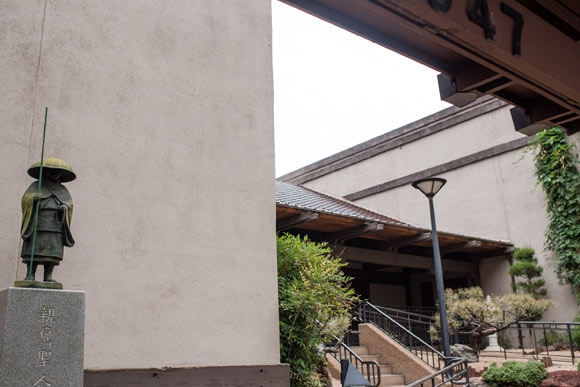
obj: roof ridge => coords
[277,96,505,181]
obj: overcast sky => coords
[272,0,451,176]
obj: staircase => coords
[327,331,405,387]
[350,331,405,386]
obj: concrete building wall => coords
[296,106,580,321]
[0,0,280,369]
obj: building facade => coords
[280,97,579,321]
[0,0,288,386]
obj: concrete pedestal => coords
[0,288,85,387]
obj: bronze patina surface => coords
[14,158,76,289]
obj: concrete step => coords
[349,347,369,356]
[357,353,381,364]
[380,364,393,375]
[379,373,405,386]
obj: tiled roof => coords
[276,180,512,246]
[276,180,415,228]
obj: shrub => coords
[277,235,358,387]
[482,360,548,387]
[509,247,548,304]
[540,330,569,347]
[572,313,580,349]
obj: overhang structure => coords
[282,0,580,135]
[276,180,514,300]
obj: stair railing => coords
[330,335,381,387]
[359,302,457,370]
[407,359,470,387]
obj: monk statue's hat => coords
[28,157,77,183]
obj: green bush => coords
[539,330,569,347]
[572,313,580,350]
[482,360,548,387]
[277,234,358,387]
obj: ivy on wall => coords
[530,127,580,303]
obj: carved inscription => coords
[32,305,56,387]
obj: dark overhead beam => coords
[327,223,385,244]
[276,211,318,233]
[441,240,482,255]
[377,232,431,251]
[470,247,515,260]
[454,63,502,91]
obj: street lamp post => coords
[412,177,451,357]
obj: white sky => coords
[272,0,451,176]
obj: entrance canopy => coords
[276,181,513,308]
[282,0,580,134]
[276,180,513,268]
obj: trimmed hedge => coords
[482,360,548,387]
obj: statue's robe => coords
[20,179,75,265]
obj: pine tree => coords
[509,247,548,299]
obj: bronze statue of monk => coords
[20,158,76,283]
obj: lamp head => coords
[412,177,447,198]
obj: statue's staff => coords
[28,106,48,277]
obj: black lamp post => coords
[412,177,451,357]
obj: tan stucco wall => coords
[0,0,279,368]
[304,107,580,320]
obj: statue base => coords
[0,288,85,387]
[14,280,62,290]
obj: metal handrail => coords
[359,301,456,369]
[375,305,435,324]
[330,335,381,387]
[407,359,470,387]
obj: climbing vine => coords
[530,127,580,302]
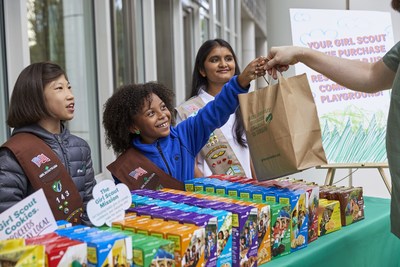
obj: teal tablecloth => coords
[261,197,400,267]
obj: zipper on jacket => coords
[157,141,172,176]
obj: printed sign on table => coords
[0,189,57,240]
[87,180,132,226]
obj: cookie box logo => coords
[31,153,50,168]
[129,167,147,180]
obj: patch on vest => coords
[31,153,50,168]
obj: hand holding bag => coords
[239,74,327,181]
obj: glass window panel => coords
[223,1,232,27]
[113,0,144,87]
[0,0,9,143]
[200,8,210,43]
[27,0,101,174]
[215,24,222,38]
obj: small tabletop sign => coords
[0,189,57,240]
[87,180,132,227]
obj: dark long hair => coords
[189,39,247,147]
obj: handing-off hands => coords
[238,57,267,88]
[264,46,304,79]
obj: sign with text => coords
[290,9,394,163]
[0,189,57,240]
[87,180,132,226]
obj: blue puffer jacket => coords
[0,125,96,224]
[133,76,249,181]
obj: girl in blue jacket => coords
[103,58,265,182]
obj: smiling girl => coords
[0,62,96,224]
[103,58,265,186]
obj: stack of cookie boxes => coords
[185,175,319,258]
[132,190,258,266]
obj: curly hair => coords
[103,82,175,154]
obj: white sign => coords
[290,9,394,163]
[0,189,57,240]
[87,180,132,226]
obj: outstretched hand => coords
[265,46,302,79]
[238,57,267,88]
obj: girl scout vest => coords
[176,96,246,176]
[107,147,184,193]
[3,133,83,224]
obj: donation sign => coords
[290,9,394,163]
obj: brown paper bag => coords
[239,74,327,181]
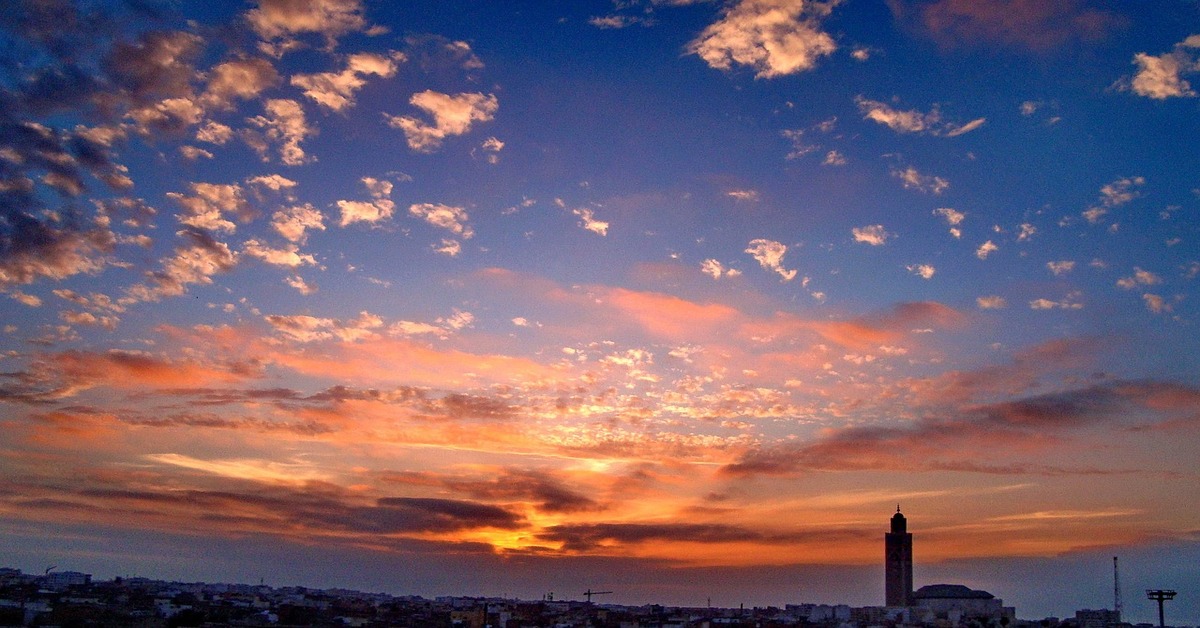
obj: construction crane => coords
[583,588,612,604]
[1112,556,1121,622]
[1146,588,1175,628]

++++++++

**Task:**
Copy out every line of the records above without changing anything, but leave the picture lines out of your answer.

**Problem solution:**
obj: roof ridge => coords
[277,96,505,181]
obj: overcast sky => coords
[272,0,451,176]
obj: staircase => coords
[327,331,405,387]
[350,331,405,386]
obj: concrete building wall => coords
[296,106,580,321]
[0,0,280,369]
obj: building facade => coords
[280,97,579,321]
[0,0,288,386]
obj: concrete pedestal => coords
[0,288,85,387]
obj: bronze patina surface => coords
[14,158,76,289]
obj: concrete step => coords
[349,347,369,356]
[357,353,381,364]
[380,364,393,375]
[379,373,405,386]
obj: tiled roof => coords
[276,180,512,246]
[276,180,415,228]
obj: shrub => coords
[277,235,358,387]
[482,360,548,387]
[509,247,548,304]
[540,330,569,347]
[572,313,580,349]
obj: overhang structure => coords
[282,0,580,135]
[276,180,514,300]
obj: stair railing => coords
[330,335,381,387]
[359,302,457,370]
[407,359,470,387]
obj: monk statue's hat => coords
[28,157,77,183]
obj: green bush => coords
[539,330,569,347]
[572,313,580,350]
[482,360,548,387]
[277,234,358,387]
obj: ivy on wall => coords
[530,127,580,303]
obj: carved inscription => coords
[32,305,56,387]
obj: dark overhead beam => coords
[327,223,385,244]
[276,211,318,233]
[441,240,482,255]
[377,232,431,251]
[470,247,515,260]
[454,63,502,91]
obj: street lamp post => coords
[412,177,451,357]
obj: white sky => coords
[272,0,451,176]
obj: entrance canopy => coords
[276,181,513,308]
[282,0,580,134]
[276,180,513,268]
obj: trimmed hedge => coords
[482,360,548,387]
obj: statue's robe => coords
[20,179,75,265]
obj: pine tree => coords
[509,247,548,299]
obj: bronze statue of monk => coords
[20,158,76,283]
obj: lamp head => coords
[412,177,447,198]
obj: statue's staff => coords
[28,106,48,277]
obj: black lamp post => coords
[412,177,451,357]
obj: tan stucco wall => coords
[0,0,279,368]
[304,107,580,320]
obj: statue base => coords
[0,288,85,387]
[14,280,62,290]
obj: metal handrail => coords
[359,301,456,369]
[375,305,435,324]
[330,335,381,387]
[407,359,470,387]
obj: climbing vine => coords
[530,127,580,302]
obj: teal tablecloth => coords
[261,197,400,267]
obj: zipper on jacket => coords
[157,141,172,176]
obj: printed sign on table => coords
[0,189,57,240]
[87,180,132,226]
obj: cookie box logo => coords
[31,153,50,168]
[129,167,147,180]
obj: patch on vest => coords
[31,153,50,168]
obj: hand holding bag => coords
[239,74,327,181]
obj: glass window panel => coords
[223,1,232,27]
[113,0,144,87]
[0,0,9,143]
[200,8,210,43]
[27,0,101,174]
[215,24,222,38]
obj: small tabletop sign => coords
[0,189,57,240]
[87,180,132,227]
obj: dark long hair => coords
[189,39,247,147]
obj: handing-off hands => coords
[238,57,267,88]
[264,46,304,79]
obj: sign with text => coords
[290,9,394,163]
[0,189,57,240]
[87,180,132,226]
obj: blue puffer jacket => coords
[0,125,96,224]
[133,76,249,181]
obj: girl in blue jacket => coords
[103,58,265,182]
obj: smiling girl => coords
[0,62,96,224]
[103,58,265,186]
obj: stack of cookie boxes => coords
[185,175,319,258]
[132,190,258,266]
obj: curly hair => coords
[103,82,175,154]
obj: white sign => coords
[290,9,394,163]
[0,189,57,240]
[87,180,132,226]
obj: outstretched hand => coords
[265,46,302,79]
[238,57,267,88]
obj: girl scout vest => coords
[176,96,246,176]
[107,147,184,193]
[3,133,83,224]
obj: donation sign => coords
[290,9,394,163]
obj: brown paper bag => coords
[239,74,327,181]
obj: construction crane => coords
[583,588,612,604]
[1112,556,1121,622]
[1146,588,1175,628]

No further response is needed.